STATED TASK A -> Return each line of the rows below that contains the string "shadow".

——————————

Album detail
Catalogue number: SU 4223-2

“An instrument should be approached with an open heart, then it itself will teach you,” the pianist Petra Matějová says. Supraphon has just released an album of Václav Jan Křtitel Tomášek’s Piano Sonatas (SU 4223–2), as immaculately performed by her. The artist talks about the composer with great ardour, admiration and understanding, as though she knew him in person. Yet just as enthusiastically has Matějová approached the music of other composers who lived during a time she is particularly fond of – the Classicist period at the turn of the 18th and 19th centuries – among them Jan Václav Hugo Voříšek. Since completing her hammerklavier studies in Paris, Petra Matějová has given numerous concerts, made a number of recordings and taught at master classes across Europe. The present album aims to convince the listeners and Matějová’s fellow pianists that the time has come to revive Tomášek’s keyboard music and put it back on concert stages, as it so richly deserves.

Václav Tomášek was one of the few Czech composers of his time who did not leave his country so as to earn his living and gain fame abroad. Why?
Definitely because when he was 30 year of age he was offered a very lucrative job by Count Buquoy, who was very keen on his music and employed him as a teacher and composer. What is more, Tomášek was provided with luxury accommodation and boarding at the Buquoy Palace in Prague, and in the summer he would stay with the Count’s family at their residence in Nové Hrady. He would have been foolish indeed to turn down such an offer.

So, that was the reason why he did not pursue a career as a lawyer, even though he had studied law.
Because of Buquoy’s offer, he dispensed with other activities too. He simply opted for a career as a musician. Furthermore, he was a sought-after music educator. By the time he left Buquoy’s service, in 1823, when he got married, he had become a distinguished piano teacher. Tomášek ran a reputable salon and was one of the most expensive teachers in Prague. Nonetheless, at one time, he really did try to get to Vienna, and was even assisted in this matter by his pupil Jan Václav Hugo Voříšek, yet he did not succeed.

Was Voříšek a pupil of his?
To all appearances he was, yet the sources only confirm that the lessons lasted for a mere few months, for Tomášek had to abandon some of his pupils, including Voříšek, owing to lack of time. Yet although Voříšek did not study with Tomášek for long, the two became friends.

Tomášek wrote his own biography, in which he comes across as quite self-assured.
Self-confidence may well have been one of his traits, but he was a highly erudite and adroit man indeed! A notable pianist, composer and educator. No wonder, then, that he held himself in esteem, as he duly revealed in his autobiography.

Regrettably, he ceased to depict his life relatively early. What was the reason?

——————————

STATED TASK B -> In the interview about Tomášek, in what year did he leave Buquoy's service?

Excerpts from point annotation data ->

——————————

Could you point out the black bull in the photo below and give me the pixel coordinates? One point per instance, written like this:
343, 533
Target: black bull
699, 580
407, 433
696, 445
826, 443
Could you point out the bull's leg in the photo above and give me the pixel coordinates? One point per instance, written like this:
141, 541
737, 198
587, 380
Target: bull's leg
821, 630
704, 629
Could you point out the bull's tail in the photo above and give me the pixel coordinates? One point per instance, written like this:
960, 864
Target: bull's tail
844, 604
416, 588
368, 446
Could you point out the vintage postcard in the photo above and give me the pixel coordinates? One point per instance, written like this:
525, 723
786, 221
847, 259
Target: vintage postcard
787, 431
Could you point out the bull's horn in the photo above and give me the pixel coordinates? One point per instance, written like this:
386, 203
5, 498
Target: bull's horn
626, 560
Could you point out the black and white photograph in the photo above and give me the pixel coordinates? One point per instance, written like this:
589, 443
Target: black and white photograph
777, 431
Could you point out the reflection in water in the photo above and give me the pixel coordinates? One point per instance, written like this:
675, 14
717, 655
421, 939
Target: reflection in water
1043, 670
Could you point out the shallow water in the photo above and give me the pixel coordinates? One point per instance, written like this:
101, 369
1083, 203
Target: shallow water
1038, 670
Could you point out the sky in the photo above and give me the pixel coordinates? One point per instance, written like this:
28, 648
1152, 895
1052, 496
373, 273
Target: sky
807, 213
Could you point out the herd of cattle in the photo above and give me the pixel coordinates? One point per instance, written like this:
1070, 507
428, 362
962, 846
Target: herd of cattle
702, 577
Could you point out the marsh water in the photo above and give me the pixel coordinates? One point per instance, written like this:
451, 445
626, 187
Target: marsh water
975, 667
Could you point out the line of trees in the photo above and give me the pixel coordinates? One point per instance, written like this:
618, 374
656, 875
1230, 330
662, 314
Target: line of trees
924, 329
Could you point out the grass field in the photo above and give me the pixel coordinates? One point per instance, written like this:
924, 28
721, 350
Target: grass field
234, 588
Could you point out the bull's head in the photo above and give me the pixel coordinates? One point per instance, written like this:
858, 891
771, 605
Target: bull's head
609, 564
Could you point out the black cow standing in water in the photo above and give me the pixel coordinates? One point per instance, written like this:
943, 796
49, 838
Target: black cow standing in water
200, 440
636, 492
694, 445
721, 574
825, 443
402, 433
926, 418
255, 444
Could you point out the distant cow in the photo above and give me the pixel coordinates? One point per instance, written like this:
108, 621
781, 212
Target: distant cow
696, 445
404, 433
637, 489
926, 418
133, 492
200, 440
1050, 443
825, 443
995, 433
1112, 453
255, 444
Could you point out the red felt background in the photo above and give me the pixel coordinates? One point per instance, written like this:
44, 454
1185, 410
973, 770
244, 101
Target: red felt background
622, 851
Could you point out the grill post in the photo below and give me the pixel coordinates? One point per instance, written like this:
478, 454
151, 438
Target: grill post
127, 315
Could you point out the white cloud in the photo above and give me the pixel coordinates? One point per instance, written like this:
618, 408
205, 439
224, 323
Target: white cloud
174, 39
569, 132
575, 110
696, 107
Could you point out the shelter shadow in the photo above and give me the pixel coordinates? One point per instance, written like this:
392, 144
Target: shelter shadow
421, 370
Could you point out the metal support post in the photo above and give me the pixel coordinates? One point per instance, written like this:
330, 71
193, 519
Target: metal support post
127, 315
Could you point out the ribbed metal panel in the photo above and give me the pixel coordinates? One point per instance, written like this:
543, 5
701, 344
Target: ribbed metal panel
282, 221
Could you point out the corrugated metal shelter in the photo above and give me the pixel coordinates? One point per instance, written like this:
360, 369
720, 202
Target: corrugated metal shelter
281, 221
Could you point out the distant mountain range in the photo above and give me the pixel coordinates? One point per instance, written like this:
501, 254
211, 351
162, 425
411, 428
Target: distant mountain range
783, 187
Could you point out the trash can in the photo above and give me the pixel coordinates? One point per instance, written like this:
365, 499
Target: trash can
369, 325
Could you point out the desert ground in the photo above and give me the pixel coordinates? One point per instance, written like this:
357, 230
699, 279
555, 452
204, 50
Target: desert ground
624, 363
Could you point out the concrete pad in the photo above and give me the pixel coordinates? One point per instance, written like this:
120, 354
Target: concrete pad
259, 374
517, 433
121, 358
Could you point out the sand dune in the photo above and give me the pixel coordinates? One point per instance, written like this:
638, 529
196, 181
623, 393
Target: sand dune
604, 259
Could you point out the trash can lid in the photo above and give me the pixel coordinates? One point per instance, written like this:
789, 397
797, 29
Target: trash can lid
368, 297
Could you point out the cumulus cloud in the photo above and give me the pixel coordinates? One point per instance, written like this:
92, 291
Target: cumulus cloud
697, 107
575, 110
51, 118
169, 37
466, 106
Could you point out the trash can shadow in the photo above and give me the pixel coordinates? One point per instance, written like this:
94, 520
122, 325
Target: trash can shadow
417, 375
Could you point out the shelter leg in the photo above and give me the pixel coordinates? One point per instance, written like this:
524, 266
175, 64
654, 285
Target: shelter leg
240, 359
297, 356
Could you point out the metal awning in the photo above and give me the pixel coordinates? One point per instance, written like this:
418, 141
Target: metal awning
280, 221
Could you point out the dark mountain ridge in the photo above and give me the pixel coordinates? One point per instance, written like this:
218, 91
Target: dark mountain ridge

——————————

FULL ANSWER A ->
Could you point out the shelter shadow in the photo above and give me the pixel coordinates? One point per instance, written like this:
Target: shelter shadow
Could you point out the trash can shadow in the photo above and give me the pixel coordinates? One point per instance, written like this:
Target: trash can shadow

FULL ANSWER B -> 1823